• _Exercise details_
Your task is to output the entries below word for word.

(Natural-language object grounding data)
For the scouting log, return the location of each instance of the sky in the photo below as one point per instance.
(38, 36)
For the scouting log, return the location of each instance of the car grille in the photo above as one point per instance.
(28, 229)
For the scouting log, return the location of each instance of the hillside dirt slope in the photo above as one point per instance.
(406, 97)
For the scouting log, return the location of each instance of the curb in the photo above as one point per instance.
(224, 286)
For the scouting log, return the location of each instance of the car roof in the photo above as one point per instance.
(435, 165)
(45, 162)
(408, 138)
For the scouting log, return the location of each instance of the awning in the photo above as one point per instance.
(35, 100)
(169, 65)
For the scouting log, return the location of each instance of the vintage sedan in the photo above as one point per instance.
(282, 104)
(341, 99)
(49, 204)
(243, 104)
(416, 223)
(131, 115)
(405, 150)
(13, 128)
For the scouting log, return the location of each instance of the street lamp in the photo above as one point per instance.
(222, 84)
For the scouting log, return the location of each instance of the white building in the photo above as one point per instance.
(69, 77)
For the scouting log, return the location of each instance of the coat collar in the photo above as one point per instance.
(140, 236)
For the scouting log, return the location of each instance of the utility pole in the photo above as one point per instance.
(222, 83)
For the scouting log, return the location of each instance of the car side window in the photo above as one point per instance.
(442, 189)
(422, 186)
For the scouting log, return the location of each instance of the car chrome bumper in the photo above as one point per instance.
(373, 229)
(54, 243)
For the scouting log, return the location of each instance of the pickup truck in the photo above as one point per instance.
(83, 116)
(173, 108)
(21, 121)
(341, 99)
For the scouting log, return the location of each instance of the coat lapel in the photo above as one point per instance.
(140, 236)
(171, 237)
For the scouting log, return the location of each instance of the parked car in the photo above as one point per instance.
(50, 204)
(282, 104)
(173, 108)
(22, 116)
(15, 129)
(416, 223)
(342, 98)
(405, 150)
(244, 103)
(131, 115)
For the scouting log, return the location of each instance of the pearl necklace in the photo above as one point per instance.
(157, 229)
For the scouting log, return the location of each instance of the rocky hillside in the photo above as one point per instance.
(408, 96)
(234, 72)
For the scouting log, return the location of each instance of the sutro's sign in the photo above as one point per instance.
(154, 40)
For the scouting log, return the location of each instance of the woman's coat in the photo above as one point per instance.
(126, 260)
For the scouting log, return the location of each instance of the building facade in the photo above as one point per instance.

• _Solution to the exercise_
For the scouting log, return the location of each instance of the sky in the photo below as one point per instance.
(38, 36)
For the scouting log, return the location of each instance of the car grille in the photo above as one point per instance.
(28, 229)
For the scouting log, return the location of each instance of the hillside dirt slope in the photo above as one point per instance.
(406, 97)
For the scouting log, return the location of each instance of the curb in the photo above as one point per instance.
(224, 286)
For the scouting log, return the location of each instance of the car roof in the photo above as one point per instance.
(435, 165)
(45, 162)
(408, 138)
For the scouting log, return the location of each instance of the awning in the photo above as one point per instance.
(35, 100)
(169, 65)
For the scouting log, return the location of each instance of the vintage sedan in the photo above as one point per instance.
(282, 104)
(341, 99)
(49, 204)
(243, 104)
(416, 223)
(131, 115)
(405, 150)
(13, 128)
For the scouting log, return the location of each instance of the street lamp in the photo above as one point per instance.
(222, 84)
For the scouting log, return the location of each instance of the white building in the photo above as one point per instance.
(69, 77)
For the scouting log, return the location of each instance of the coat collar in the photo above as one point per instance.
(140, 236)
For the scouting log, return the location of each instance of the utility pole in the photo above as one point per instance.
(222, 83)
For the scouting log, return the location of each instance of the car side window in the photo above as one point per instance.
(442, 189)
(422, 186)
For the scouting log, return the location of each instance of the car chrome bumper in the photo above as one point per instance.
(373, 229)
(54, 243)
For the scouting log, return the location of each instance of the pickup truck in the photo above as one point per instance.
(83, 116)
(173, 108)
(21, 121)
(341, 99)
For the scouting log, return the location of each instance of the coat lapel in the photo above as one point per instance.
(140, 236)
(171, 237)
For the scouting log, return the location of each instance of the parked car in the photo above as one point per instance.
(50, 204)
(282, 104)
(173, 108)
(22, 116)
(15, 129)
(416, 223)
(342, 98)
(405, 150)
(244, 103)
(131, 115)
For the scouting log, return the location of each instance of the pearl necklace in the photo above as one point per instance.
(157, 229)
For the scouting log, return the location of each instance of the rocky hillside in the photo above as one point per instance.
(408, 96)
(234, 72)
For the scouting log, return the location of each instance of the sutro's sign in the photo above as one point per instance.
(154, 40)
For the scouting log, return the location of each instance of the woman's coat in the photo above as one point per instance.
(126, 260)
For the scouting log, return the location of each instance of the building facade in the photo above as one point per instance.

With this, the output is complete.